START THE RECORDS

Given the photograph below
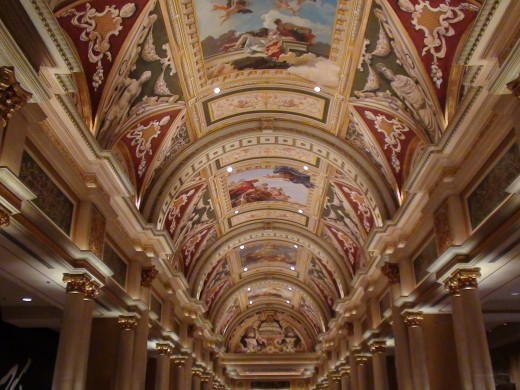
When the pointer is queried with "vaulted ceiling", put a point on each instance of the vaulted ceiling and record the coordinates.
(271, 188)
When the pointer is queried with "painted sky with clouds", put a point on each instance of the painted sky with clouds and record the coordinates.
(318, 15)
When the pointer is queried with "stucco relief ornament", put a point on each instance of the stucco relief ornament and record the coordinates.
(393, 131)
(98, 28)
(142, 138)
(436, 28)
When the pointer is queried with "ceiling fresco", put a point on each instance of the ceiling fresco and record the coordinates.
(269, 187)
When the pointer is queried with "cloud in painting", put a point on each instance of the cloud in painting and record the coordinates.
(322, 31)
(310, 67)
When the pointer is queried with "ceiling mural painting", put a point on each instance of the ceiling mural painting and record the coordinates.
(269, 331)
(290, 35)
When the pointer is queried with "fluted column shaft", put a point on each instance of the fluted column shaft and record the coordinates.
(125, 353)
(468, 312)
(362, 370)
(378, 349)
(415, 334)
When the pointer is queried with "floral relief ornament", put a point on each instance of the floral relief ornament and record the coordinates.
(98, 28)
(142, 138)
(393, 131)
(435, 31)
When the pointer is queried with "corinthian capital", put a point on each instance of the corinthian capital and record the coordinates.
(12, 95)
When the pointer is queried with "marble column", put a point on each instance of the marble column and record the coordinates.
(471, 320)
(91, 291)
(362, 369)
(162, 372)
(378, 348)
(72, 356)
(345, 379)
(179, 363)
(413, 321)
(125, 353)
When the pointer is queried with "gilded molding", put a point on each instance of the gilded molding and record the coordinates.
(514, 86)
(164, 349)
(5, 219)
(361, 359)
(12, 95)
(378, 346)
(391, 271)
(463, 279)
(127, 322)
(148, 275)
(413, 318)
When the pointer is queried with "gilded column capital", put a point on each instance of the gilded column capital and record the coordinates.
(91, 290)
(463, 279)
(378, 346)
(391, 271)
(179, 360)
(12, 95)
(361, 359)
(5, 219)
(514, 86)
(76, 282)
(148, 275)
(127, 322)
(413, 318)
(164, 349)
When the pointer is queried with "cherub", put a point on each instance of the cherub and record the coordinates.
(232, 7)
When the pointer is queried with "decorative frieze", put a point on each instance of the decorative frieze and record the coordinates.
(413, 318)
(148, 275)
(391, 271)
(127, 322)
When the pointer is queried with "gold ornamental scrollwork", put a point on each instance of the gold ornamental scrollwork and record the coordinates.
(413, 318)
(391, 271)
(5, 219)
(378, 346)
(12, 95)
(164, 349)
(361, 359)
(127, 322)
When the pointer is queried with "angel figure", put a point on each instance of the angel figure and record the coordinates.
(232, 7)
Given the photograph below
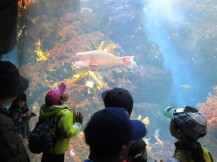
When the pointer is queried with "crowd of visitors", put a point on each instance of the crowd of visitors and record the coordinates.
(110, 133)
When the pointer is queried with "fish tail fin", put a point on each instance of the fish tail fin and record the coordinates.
(129, 62)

END THE RECORDS

YOUR TASK
Retype the whole listing. Keep every word exact but include no pictures.

EXPECTED ANSWER
Given the photograph below
When the pointer is queried with "vaulted ceiling", put a point on each instance of the vaulted ceiling and record the coordinates.
(271, 188)
When the pointer is queried with "painted sky with clouds", put a point on each instance of the painted sky with clouds and record the coordinates.
(318, 15)
When the pointer is queried with "stucco relief ornament", put a point on each instance of the stucco relief ornament and record the coordinates.
(393, 131)
(98, 28)
(142, 138)
(436, 28)
When the pointer is queried with "ceiling fresco", put a point on each instance of the ceiling fresco and record the coordinates.
(269, 187)
When the pointer is queried with "cloud in painting", put a point on each instance of the cloud in painting and record the coordinates.
(322, 31)
(310, 67)
When the pointer is queried with "ceiling mural painting", put a point on each instance of the ceiling mural painting and record the coordinates.
(269, 331)
(290, 35)
When the pointer is queried with "fluted column shaft", put a point on each instance of the fluted column shaft and record the coordinates.
(125, 353)
(468, 312)
(362, 370)
(378, 349)
(415, 334)
When the pointer is queried with "floral relief ornament", put a point on each instance of the floral relief ornament and record the coordinates.
(98, 28)
(142, 138)
(393, 131)
(435, 31)
When the pointer is queried with "corinthian capital", put a point on each instance of the corinthian capital and record the coordinates.
(12, 95)
When the pointer is queried with "marble column", put a point on each instance of the marble column and record the coordinates.
(471, 320)
(91, 291)
(362, 369)
(162, 372)
(378, 348)
(72, 356)
(345, 379)
(179, 363)
(413, 321)
(125, 353)
When the pointer is queried with "gilded molding", put a point on each instance of the gilded molding and record the coordinates.
(514, 86)
(164, 349)
(5, 219)
(361, 359)
(12, 95)
(378, 346)
(391, 271)
(463, 279)
(127, 322)
(148, 275)
(413, 318)
When the pointer is queried with "gilded column capital", put a point on each instance of the gilded column capital and record the coordinates.
(91, 290)
(463, 279)
(378, 346)
(391, 271)
(179, 360)
(12, 95)
(361, 359)
(5, 219)
(514, 86)
(76, 282)
(148, 275)
(127, 322)
(413, 318)
(164, 349)
When the pointer is queried with "cherub", put a point on each instance of the cherub and record the coordinates.
(232, 7)
When the pointer is queried with "decorative frieze", put a point on each instance of the decorative frieze and record the coordinates.
(413, 318)
(148, 275)
(391, 271)
(127, 322)
When the pointer is queried with "gold ornamental scrollwork", put a point on each instance of the gold ornamental scrollwork and record the coordinates.
(413, 318)
(391, 271)
(5, 219)
(378, 346)
(12, 95)
(164, 349)
(361, 359)
(127, 322)
When the pointer is queried with "angel figure", put a point on each instance of the angel figure and record the coordinates.
(232, 7)
Given the photograph below
When the pointer is queried with "crowd of visitors", put a point on each instance of the crowd of visitors and record the coordinates.
(110, 133)
When the pointer is queried with "fish tail fin", put a point on each instance of the fish tail fin and record the coordinates.
(129, 62)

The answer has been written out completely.